[BEGIN Text provided]

Change Your World-NOT your Body

Thursday, October 20, 2011

The Internet-Look before you Leap

We the non-celebrities are making ourselves more available, in vaster quantities. But in doing so, we are losing control over the information we considered to be ours alone. We have the convenience of online bill-paying. But credit cards companies know facts about us we never remember telling them. We have the ease of online shopping. Now online shops advertise to us long after we visited their site, wherever we happen to be on the Internet. We want to stay in touch with people we would have, in another age, left behind — people we met on holiday or on the street, people we knew only as children. So we post mundane, daily facts about our workday or our meals — information that used to disappear before it was even registered as experience — hoping that it might bring this giant network of people closer to our mundane, daily lives. But the mundane information starts to define us; we can’t get rid of it.

The Urban Dictionary includes a term called “Public Privacy.” Public privacy is defined as:
The illusion of which is given to people on a cell phone or blue tooth in public and within earshot of others. These people believe that others cannot hear about their husband's rectal exam or their mothers attempt at making toast in the microwave.

[END Text provided]
[BEGIN Recorded data]

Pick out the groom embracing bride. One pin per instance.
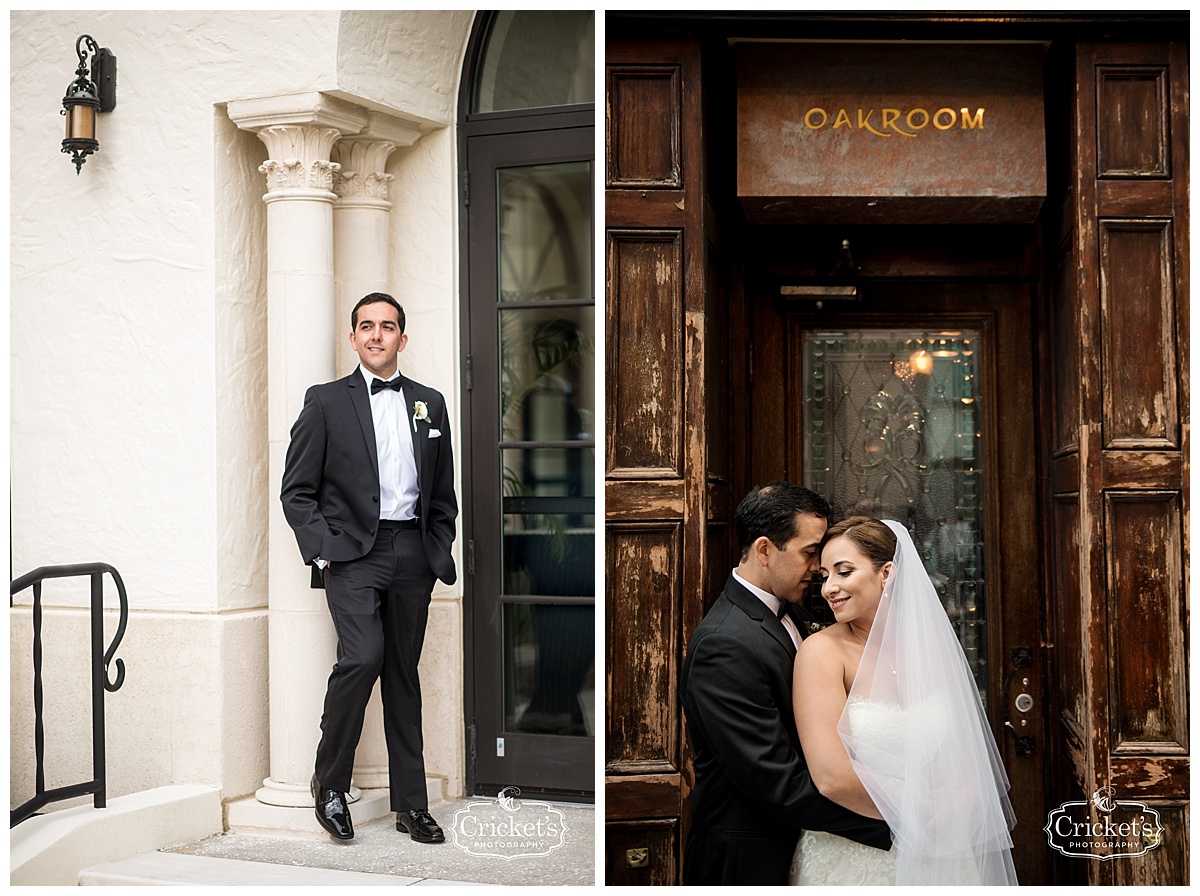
(754, 794)
(883, 701)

[END Recorded data]

» **The problem**
From the post on online privacy above, pull out everything from "The Urban Dictionary" down to "in the microwave.", word for word.

» **Worked solution**
The Urban Dictionary includes a term called “Public Privacy.” Public privacy is defined as:
The illusion of which is given to people on a cell phone or blue tooth in public and within earshot of others. These people believe that others cannot hear about their husband's rectal exam or their mothers attempt at making toast in the microwave.